[BEGIN Task material]

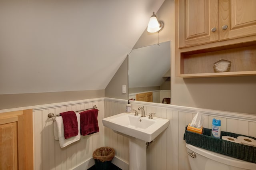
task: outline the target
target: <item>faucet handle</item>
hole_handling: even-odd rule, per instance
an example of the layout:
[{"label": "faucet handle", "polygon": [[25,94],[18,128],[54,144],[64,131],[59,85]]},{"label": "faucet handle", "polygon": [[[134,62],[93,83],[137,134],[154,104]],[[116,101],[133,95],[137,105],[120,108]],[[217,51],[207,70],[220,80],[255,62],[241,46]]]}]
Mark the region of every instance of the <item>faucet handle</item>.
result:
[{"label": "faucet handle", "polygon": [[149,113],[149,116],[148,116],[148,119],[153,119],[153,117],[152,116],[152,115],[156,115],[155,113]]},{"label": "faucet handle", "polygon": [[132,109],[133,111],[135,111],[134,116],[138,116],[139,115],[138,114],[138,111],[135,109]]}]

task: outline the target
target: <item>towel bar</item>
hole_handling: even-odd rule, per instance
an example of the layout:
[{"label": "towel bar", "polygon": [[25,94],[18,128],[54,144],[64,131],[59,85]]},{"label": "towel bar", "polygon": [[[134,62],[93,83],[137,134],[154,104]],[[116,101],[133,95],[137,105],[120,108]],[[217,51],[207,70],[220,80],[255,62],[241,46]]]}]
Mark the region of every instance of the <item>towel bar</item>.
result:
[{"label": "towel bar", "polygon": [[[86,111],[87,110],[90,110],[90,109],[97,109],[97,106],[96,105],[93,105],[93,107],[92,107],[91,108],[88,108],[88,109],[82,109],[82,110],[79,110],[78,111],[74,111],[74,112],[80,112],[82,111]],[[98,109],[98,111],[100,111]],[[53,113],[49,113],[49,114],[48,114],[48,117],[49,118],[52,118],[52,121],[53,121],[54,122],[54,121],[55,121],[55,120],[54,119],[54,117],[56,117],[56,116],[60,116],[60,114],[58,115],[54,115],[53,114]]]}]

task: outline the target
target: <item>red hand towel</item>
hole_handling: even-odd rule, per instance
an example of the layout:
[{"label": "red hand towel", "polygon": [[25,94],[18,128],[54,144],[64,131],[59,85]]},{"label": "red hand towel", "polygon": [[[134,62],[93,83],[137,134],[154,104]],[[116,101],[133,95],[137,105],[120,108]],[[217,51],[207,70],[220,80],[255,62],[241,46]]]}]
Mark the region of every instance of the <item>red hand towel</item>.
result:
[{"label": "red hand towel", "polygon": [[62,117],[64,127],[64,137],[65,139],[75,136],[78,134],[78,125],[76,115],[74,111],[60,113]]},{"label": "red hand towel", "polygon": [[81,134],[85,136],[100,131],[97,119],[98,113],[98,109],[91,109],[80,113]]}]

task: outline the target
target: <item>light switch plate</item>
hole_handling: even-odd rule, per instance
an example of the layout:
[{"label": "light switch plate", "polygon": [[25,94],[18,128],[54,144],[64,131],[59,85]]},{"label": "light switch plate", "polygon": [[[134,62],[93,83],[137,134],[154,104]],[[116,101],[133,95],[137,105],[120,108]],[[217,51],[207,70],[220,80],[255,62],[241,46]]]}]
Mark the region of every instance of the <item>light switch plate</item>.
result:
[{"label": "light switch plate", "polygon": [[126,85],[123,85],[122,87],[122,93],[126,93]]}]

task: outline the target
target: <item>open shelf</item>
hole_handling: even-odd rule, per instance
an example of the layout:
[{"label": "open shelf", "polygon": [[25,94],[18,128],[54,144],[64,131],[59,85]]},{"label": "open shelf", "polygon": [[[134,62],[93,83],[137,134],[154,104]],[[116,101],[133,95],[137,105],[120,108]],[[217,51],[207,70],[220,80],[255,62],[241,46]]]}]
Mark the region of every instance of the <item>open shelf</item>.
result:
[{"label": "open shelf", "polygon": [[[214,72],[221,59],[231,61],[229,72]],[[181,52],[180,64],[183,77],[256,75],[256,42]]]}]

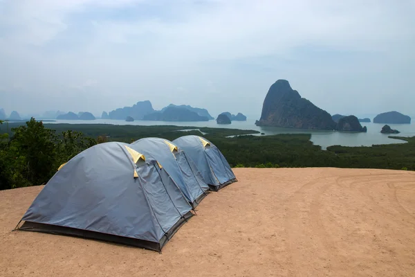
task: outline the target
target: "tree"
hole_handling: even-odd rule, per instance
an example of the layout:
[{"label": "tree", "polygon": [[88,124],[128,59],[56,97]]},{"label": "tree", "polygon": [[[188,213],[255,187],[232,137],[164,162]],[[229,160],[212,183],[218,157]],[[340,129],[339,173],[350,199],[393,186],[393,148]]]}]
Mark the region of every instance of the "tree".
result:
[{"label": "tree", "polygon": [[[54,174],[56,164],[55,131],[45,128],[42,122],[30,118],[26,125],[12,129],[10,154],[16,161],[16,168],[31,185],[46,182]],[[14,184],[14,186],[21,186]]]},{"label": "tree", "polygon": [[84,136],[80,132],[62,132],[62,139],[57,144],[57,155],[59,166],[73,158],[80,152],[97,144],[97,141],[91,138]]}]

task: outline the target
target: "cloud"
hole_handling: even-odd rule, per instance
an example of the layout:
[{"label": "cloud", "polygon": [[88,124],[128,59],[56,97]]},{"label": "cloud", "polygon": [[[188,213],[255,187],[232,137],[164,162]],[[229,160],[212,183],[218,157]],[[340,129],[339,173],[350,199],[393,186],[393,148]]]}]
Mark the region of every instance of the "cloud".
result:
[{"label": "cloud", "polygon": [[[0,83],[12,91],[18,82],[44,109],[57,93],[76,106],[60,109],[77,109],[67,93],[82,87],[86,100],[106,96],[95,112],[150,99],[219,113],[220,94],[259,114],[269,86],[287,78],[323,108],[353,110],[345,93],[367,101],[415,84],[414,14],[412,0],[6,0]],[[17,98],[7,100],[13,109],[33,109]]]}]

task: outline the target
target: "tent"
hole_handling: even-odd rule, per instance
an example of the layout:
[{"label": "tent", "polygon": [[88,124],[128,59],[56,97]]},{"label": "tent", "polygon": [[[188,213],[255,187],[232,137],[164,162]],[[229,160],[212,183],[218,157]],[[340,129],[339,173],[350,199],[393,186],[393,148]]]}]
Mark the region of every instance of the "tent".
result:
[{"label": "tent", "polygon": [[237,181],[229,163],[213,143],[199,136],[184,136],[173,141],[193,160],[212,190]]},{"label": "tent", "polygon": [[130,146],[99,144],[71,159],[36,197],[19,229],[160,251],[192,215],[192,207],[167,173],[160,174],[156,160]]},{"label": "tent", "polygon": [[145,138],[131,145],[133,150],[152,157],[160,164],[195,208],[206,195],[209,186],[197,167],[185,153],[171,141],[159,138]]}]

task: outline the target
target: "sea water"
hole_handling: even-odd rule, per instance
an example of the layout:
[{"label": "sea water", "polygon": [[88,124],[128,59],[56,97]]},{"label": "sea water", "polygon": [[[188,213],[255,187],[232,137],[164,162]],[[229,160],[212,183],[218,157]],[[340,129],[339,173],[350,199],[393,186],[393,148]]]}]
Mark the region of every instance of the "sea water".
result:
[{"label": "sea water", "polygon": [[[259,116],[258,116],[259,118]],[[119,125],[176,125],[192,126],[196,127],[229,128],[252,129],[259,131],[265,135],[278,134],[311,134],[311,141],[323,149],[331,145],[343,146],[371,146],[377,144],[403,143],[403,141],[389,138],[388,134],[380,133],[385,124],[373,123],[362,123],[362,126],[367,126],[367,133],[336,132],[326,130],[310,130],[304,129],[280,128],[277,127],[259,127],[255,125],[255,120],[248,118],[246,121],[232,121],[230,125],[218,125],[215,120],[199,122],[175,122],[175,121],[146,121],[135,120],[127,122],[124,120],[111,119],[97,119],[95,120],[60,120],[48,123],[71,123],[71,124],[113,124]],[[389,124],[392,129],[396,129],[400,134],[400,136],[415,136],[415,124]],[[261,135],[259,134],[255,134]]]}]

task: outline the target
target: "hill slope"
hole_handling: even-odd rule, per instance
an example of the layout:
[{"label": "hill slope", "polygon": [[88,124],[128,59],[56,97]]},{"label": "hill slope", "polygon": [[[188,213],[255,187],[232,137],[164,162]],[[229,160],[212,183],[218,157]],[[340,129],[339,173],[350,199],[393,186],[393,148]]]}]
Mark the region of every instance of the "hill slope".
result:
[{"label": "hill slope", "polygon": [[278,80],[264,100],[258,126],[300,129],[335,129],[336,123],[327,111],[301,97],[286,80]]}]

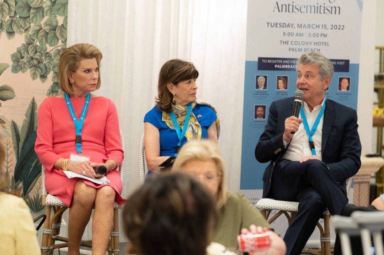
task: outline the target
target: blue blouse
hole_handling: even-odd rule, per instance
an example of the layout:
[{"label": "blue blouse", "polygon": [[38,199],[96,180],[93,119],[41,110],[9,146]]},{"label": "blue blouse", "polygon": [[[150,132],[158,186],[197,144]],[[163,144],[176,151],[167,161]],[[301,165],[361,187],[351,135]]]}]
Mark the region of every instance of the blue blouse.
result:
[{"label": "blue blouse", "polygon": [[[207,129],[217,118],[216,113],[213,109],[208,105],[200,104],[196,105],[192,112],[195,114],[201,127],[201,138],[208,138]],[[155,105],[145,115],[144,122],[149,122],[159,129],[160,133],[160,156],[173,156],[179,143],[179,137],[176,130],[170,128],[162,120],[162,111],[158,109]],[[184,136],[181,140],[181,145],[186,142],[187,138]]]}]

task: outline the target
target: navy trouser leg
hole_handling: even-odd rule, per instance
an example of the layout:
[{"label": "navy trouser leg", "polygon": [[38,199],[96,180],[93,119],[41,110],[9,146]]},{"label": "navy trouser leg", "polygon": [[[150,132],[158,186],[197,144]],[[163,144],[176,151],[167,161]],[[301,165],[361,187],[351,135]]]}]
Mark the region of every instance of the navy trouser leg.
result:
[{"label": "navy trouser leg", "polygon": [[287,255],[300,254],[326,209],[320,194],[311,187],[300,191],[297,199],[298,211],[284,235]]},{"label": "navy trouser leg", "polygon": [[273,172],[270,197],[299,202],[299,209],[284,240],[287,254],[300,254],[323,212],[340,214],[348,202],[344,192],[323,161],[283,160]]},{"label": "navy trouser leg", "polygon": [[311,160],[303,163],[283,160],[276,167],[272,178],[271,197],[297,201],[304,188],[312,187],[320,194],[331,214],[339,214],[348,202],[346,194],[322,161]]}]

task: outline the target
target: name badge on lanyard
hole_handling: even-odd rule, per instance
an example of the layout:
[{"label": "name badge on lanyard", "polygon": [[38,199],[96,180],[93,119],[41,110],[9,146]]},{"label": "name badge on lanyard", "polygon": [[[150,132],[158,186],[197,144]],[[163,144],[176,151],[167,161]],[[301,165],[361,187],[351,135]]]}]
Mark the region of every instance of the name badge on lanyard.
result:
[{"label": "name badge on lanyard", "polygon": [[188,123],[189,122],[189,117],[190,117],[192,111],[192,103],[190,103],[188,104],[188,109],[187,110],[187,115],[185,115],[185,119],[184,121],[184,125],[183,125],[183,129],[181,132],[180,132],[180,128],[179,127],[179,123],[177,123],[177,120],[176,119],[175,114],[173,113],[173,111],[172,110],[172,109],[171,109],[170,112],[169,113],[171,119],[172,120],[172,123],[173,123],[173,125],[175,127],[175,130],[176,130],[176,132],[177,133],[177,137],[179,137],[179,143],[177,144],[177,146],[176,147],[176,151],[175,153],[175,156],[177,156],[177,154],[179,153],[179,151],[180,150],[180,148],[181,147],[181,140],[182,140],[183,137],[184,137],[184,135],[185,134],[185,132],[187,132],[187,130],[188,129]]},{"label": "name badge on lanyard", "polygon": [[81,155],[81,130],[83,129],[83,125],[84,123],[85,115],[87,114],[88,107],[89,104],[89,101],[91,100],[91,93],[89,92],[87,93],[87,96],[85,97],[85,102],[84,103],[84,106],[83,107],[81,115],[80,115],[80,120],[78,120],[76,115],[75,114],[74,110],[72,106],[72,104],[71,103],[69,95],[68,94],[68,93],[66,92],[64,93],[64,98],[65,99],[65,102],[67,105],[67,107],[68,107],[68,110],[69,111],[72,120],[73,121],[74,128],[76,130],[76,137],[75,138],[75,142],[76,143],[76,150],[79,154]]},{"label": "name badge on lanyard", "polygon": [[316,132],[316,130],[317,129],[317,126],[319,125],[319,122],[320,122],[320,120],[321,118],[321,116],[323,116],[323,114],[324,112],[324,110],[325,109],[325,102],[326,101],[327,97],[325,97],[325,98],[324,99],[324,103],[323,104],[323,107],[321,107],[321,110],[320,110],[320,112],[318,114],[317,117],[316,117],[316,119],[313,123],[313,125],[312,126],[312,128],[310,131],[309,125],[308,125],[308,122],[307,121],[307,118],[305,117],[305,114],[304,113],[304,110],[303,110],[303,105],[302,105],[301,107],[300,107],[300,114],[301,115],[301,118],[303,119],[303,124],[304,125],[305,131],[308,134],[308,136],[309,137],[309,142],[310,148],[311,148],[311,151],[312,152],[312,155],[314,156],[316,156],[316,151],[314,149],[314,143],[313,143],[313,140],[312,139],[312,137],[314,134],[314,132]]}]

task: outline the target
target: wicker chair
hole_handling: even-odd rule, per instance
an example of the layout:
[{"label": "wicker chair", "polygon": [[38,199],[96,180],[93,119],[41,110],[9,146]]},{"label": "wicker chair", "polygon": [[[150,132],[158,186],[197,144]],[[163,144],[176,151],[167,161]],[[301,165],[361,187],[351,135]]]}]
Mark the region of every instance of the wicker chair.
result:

[END Task material]

Given request: Pull out every line of the rows above that contains the string "shelf", matching case exactly.

Result for this task:
target: <item>open shelf</item>
[{"label": "open shelf", "polygon": [[25,94],[18,128],[54,144],[64,131],[59,85]]},{"label": "open shelf", "polygon": [[[134,62],[93,83],[137,134],[154,104]],[[116,101],[133,95],[137,105],[120,108]],[[217,51],[207,70],[220,80],[255,62],[241,46]]]}]
Mark the region of every instance of the <item>open shelf</item>.
[{"label": "open shelf", "polygon": [[[214,72],[221,59],[231,61],[229,72]],[[181,52],[180,64],[183,77],[256,75],[256,42]]]}]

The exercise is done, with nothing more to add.